** start QUOTED TEXT **

New York, Sept.20 : New York City officials have reportedly pulled out all stops to prevent The Iranian President Mahmoud Ahmadinejad from laying a wreath at Ground Zero during his visit here next week.
New York Police Department, Secret Service and Port Authority officials are reported to have told the Iranian Mission that no one is allowed in the pit because it's a live construction site and dangerous. They said that if a wreath was to be laid, it could be "shoved" from a distance.
For a few hours yesterday, Police Commissioner Ray Kelly had City Hall and civic and religious leaders reeling with his remarks that talks were under way on a possible Ahmadinejad visit.
"They have expressed an interest in having the president do that [visit Ground Zero]," Kelly said at a news conference. "We are engaging in conversation with them right now as to that possibility. . . It is something we are prepared to handle if, in fact, it does happen."
In a terse clarification hours later, Kelly spokesman Paul Browne set the record straight.
"A request earlier this month to permit a visit by Iranian President Ahmadinejad to Ground Zero during the United Nations General Assembly was rejected in a meeting which included NYPD, Secret Service and Port Authority officials," his statement said.
"Requests for the Iranian president to visit the immediate area would also be opposed by the NYPD on security grounds."
According to sources, City Hall had quickly and decisively intervened.
The source noted itineraries for U.N. leaders aren't ever the concern of City Hall - and that it might not have even known about the Sept. 6 request. The source noted that Kelly, too, may have been caught off guard by a radio reporter's question that prompted the reply - and that Kelly answered in general terms.

** end QUOTED TEXT **

EXERCISE DETAILS:
Continue the news report on the proposed Ground Zero visit by the Iranian president, starting after its last sentence.

** start GIVEN INFORMATION **

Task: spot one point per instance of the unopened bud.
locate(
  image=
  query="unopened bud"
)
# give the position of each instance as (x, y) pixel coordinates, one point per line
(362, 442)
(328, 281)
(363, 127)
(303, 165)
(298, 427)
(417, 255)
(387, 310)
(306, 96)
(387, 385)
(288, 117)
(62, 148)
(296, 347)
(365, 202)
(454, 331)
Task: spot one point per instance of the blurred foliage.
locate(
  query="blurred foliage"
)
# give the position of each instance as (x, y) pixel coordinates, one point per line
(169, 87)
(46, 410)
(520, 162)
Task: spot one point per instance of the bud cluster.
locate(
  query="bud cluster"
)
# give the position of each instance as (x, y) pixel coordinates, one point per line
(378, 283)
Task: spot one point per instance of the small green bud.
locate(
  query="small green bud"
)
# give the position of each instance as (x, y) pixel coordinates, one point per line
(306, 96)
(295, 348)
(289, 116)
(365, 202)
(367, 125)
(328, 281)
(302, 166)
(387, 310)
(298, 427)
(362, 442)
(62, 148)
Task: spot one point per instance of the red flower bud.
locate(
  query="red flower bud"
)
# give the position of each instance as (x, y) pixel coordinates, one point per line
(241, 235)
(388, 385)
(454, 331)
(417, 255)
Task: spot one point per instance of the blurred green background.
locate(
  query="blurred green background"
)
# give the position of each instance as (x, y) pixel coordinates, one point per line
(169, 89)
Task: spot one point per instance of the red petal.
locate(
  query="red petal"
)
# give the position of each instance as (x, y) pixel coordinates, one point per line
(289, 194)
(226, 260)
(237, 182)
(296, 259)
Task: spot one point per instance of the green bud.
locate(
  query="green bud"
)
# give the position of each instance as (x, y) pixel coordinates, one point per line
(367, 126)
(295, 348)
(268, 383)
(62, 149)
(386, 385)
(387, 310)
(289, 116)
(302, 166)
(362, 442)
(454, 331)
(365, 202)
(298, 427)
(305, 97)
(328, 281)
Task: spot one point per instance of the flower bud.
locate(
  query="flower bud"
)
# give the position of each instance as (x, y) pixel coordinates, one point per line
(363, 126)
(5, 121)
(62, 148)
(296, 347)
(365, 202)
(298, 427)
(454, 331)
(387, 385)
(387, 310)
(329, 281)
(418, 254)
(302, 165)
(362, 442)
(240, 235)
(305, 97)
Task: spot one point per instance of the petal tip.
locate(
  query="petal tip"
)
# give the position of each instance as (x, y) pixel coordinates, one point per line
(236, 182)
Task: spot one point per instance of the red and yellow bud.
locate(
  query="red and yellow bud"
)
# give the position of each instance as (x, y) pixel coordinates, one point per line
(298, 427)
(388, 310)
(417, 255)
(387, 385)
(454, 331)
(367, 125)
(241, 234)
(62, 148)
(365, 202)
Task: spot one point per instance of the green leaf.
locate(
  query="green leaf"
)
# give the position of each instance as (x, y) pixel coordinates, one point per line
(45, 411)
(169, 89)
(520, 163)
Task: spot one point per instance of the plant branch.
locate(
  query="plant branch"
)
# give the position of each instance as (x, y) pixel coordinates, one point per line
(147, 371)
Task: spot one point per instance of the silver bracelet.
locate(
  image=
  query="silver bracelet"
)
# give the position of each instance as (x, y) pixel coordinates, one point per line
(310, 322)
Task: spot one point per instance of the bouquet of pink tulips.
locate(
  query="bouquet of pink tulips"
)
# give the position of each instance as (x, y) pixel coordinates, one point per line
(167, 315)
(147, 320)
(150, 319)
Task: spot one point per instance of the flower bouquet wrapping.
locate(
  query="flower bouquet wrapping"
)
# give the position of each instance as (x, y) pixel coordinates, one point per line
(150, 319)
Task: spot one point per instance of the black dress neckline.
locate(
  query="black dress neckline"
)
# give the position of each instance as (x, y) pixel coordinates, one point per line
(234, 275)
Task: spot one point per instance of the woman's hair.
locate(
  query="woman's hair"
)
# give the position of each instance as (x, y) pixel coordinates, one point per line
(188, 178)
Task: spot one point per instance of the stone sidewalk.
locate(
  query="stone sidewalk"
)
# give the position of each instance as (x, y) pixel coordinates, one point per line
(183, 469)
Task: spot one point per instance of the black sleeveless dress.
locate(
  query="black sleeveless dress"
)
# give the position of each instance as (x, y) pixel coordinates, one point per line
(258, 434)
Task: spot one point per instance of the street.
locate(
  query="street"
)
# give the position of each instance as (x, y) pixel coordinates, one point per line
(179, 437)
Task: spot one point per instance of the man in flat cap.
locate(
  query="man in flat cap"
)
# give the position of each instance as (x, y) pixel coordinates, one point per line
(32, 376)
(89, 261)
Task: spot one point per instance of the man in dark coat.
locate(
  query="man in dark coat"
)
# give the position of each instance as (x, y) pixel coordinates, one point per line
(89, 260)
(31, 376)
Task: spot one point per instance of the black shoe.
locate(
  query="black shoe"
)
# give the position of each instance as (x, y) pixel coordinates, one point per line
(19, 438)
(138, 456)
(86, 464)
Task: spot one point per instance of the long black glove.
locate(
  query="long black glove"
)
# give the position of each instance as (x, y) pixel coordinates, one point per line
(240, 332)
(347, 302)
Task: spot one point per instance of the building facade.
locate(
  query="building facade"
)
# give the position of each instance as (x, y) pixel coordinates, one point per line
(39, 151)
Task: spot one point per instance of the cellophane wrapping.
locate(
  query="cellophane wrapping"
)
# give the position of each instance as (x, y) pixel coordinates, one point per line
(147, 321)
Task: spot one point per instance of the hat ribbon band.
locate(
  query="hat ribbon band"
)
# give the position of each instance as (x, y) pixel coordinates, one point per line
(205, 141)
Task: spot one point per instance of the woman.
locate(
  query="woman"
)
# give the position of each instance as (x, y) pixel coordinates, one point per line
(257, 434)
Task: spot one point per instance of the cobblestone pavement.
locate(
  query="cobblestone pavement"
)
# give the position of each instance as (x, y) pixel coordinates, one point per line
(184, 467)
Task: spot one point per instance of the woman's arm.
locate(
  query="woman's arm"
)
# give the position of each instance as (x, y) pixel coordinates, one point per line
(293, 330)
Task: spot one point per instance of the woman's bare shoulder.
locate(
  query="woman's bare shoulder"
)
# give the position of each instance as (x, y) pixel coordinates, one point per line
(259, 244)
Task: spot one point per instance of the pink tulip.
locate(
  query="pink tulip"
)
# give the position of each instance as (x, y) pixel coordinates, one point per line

** end GIVEN INFORMATION **

FINAL ANSWER:
But when it became clear the remarks had touched off a firestorm, the mayor himself stepped in and spoke to Kelly.
According to The New York Post, they both quickly realized "it was not going to happen," this source said. "I think everyone got on the same page quickly."
New York politicos were outraged at the prospect of the Iranian stepping on perhaps the city's most hallowed ground.
"It is unacceptable for Iranian President Ahmadinejad, who refuses to renounce and end his own country's support of terrorism, to visit the site of the deadliest terrorist attack on American soil in our nation's history," said Senator Hillary Rodham Clinton.
Former Mayor Rudy Giuliani called the idea "outrageous."
"This is a man who has made threats against America and Israel, is harbouring [Osama] Bin Laden's son and other al Qaeda leaders, is shipping arms to Iraqi insurgents and is pursuing the development of nuclear weapons," he said.
White House spokesman Gordon Johndroe said an Ahmadinejad visit to the World Trade Center site "is a matter for the City of New York, but it seems more than odd that the president of a country that is a state sponsor of terror would visit Ground Zero."